:: SUPPLIED ENTRIES ::

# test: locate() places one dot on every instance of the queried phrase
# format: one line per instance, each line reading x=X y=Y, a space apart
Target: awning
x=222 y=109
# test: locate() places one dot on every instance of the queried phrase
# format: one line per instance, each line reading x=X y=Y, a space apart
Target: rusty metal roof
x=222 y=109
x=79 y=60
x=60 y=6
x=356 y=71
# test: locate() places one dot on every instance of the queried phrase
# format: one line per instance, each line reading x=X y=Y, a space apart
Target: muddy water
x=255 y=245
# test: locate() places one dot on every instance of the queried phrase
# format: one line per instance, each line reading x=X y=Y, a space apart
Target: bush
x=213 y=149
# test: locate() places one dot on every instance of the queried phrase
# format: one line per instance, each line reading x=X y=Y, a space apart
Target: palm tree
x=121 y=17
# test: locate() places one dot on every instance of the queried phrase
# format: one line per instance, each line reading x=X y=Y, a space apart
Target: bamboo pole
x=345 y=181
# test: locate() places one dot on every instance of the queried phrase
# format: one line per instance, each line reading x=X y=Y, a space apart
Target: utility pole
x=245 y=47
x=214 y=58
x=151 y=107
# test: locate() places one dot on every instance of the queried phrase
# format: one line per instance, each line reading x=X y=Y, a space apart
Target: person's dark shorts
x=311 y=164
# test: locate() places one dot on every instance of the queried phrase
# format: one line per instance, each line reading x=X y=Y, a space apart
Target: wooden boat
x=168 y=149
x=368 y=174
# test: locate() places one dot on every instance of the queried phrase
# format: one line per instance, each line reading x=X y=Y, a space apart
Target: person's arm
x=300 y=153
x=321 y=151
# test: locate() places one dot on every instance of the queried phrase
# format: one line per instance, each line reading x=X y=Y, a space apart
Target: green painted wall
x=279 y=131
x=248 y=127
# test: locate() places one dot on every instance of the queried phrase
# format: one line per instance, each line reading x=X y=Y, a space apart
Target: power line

:::

◆ TASK BRIEF
Put all of the material above into a numbered list, one line per item, and leave out any blank lines.

◆ EXERCISE ANSWER
1. # test: locate() places one dot on every instance of the queried phrase
2. # format: one line per instance, each line reading x=X y=Y, a space apart
3. Target: awning
4. x=222 y=109
5. # test: locate() places one dot on every instance of the queried phrase
6. # format: one line per instance, each line reading x=X y=Y, a space apart
7. Target: rusty metal roof
8. x=222 y=109
9. x=79 y=60
10. x=60 y=6
11. x=356 y=71
12. # test: locate() places one dot on every instance of the queried phrase
13. # format: one line per instance, each line reading x=X y=Y, a space apart
14. Target: muddy water
15. x=255 y=245
16. # test: locate() places one dot on every instance of the queried phrase
17. # format: one line per instance, each line reading x=X y=Y, a space apart
18. Target: bush
19. x=213 y=149
20. # test: locate() places one dot on every instance of the queried phrase
21. # format: one line per instance, each line reading x=X y=Y, a space apart
22. Target: palm tree
23. x=121 y=17
24. # test: locate() places one dot on every instance of the queried phrase
25. # format: one line per instance, each line reading x=X y=Y, a space apart
26. Target: bamboo pole
27. x=345 y=181
28. # test: locate() places one dot on every instance of the queried phrase
29. # format: one line per instance, each line reading x=X y=Y, a space apart
30. Target: utility pole
31. x=245 y=47
32. x=214 y=58
33. x=151 y=107
34. # test: locate() places one dot on every instance of the queried phrase
35. # format: one line per instance, each line reading x=X y=Y, a space apart
36. Target: person's dark shorts
37. x=311 y=164
38. # test: locate() places one dot on every instance of the queried phrase
39. # format: one line per instance, each line reading x=X y=Y, a space apart
40. Target: wooden boat
41. x=168 y=149
42. x=368 y=174
43. # test: locate() places one dot on every instance of the queried phrase
44. # format: one line per instance, each line reading x=X y=Y, a space apart
45. Target: person's arm
46. x=300 y=153
47. x=321 y=151
48. # test: locate() places one dot on every instance of the queried phrase
49. # format: one line per instance, each line reading x=X y=Y, a space apart
50. Target: green painted wall
51. x=279 y=131
52. x=248 y=127
53. # test: locate() places one dot on every instance of the queried phrase
54. # format: one line per instance, each line reading x=X y=Y, a space apart
55. Target: power line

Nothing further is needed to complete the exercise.